What is required >>
Each line from the start of the listing below through the line containing "Kindly segment every instance of the bride." should be reproduced exactly, with no others.

== Segment start ==

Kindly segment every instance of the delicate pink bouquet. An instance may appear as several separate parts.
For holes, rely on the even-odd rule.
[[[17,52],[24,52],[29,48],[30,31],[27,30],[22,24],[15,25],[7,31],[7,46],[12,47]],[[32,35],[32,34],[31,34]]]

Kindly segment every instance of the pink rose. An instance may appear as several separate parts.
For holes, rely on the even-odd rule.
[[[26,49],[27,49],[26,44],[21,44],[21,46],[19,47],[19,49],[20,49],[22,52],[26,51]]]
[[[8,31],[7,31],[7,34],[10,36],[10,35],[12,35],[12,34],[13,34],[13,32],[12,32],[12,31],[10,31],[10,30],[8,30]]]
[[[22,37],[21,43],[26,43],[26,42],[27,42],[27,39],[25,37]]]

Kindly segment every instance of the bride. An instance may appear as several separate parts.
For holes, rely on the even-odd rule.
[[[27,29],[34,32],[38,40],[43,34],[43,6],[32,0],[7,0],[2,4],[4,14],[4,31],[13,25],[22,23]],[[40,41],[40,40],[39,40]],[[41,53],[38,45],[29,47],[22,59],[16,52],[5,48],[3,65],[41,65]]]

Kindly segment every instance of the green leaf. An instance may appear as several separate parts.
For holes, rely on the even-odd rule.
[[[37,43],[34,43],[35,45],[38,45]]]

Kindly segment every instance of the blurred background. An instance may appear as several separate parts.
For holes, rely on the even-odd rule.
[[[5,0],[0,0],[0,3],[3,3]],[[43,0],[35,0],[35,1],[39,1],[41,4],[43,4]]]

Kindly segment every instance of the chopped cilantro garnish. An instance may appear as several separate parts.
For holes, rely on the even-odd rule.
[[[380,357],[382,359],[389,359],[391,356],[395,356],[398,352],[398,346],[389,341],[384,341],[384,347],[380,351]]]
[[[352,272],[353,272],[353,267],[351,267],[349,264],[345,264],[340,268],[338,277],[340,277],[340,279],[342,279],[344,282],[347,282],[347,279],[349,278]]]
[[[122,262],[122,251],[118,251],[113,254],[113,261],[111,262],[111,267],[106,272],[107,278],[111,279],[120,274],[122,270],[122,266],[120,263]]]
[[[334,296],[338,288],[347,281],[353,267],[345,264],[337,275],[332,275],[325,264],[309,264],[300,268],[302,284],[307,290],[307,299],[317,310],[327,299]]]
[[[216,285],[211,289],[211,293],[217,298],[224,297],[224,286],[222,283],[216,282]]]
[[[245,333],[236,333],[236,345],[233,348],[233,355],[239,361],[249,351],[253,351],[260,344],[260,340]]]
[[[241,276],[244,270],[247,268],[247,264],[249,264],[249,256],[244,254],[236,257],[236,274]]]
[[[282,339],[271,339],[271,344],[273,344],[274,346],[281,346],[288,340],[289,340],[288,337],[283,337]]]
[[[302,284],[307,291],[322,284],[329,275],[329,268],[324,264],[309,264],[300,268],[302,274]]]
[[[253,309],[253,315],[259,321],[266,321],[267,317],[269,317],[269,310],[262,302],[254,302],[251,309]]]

== Segment end ==

Result >>
Kindly segment every instance of the delicate pink bouquet. An instance may appear as several separate parts.
For holes, rely on the even-odd rule.
[[[17,52],[24,52],[29,48],[30,31],[27,30],[22,24],[15,25],[7,31],[7,46],[12,47]],[[32,35],[32,34],[31,34]]]

Kindly segment every instance of the pink rose. An instance may appear as several separate parts.
For holes, rely on the even-odd rule.
[[[26,49],[27,49],[26,44],[21,44],[21,46],[19,47],[19,49],[20,49],[22,52],[26,51]]]
[[[8,31],[7,31],[7,34],[10,36],[10,35],[12,35],[12,34],[13,34],[13,32],[12,32],[12,31],[10,31],[10,30],[8,30]]]
[[[22,37],[21,43],[26,43],[26,42],[27,42],[27,39],[25,37]]]

Kindly segment every instance of the bride. An instance may appear as several separate parts.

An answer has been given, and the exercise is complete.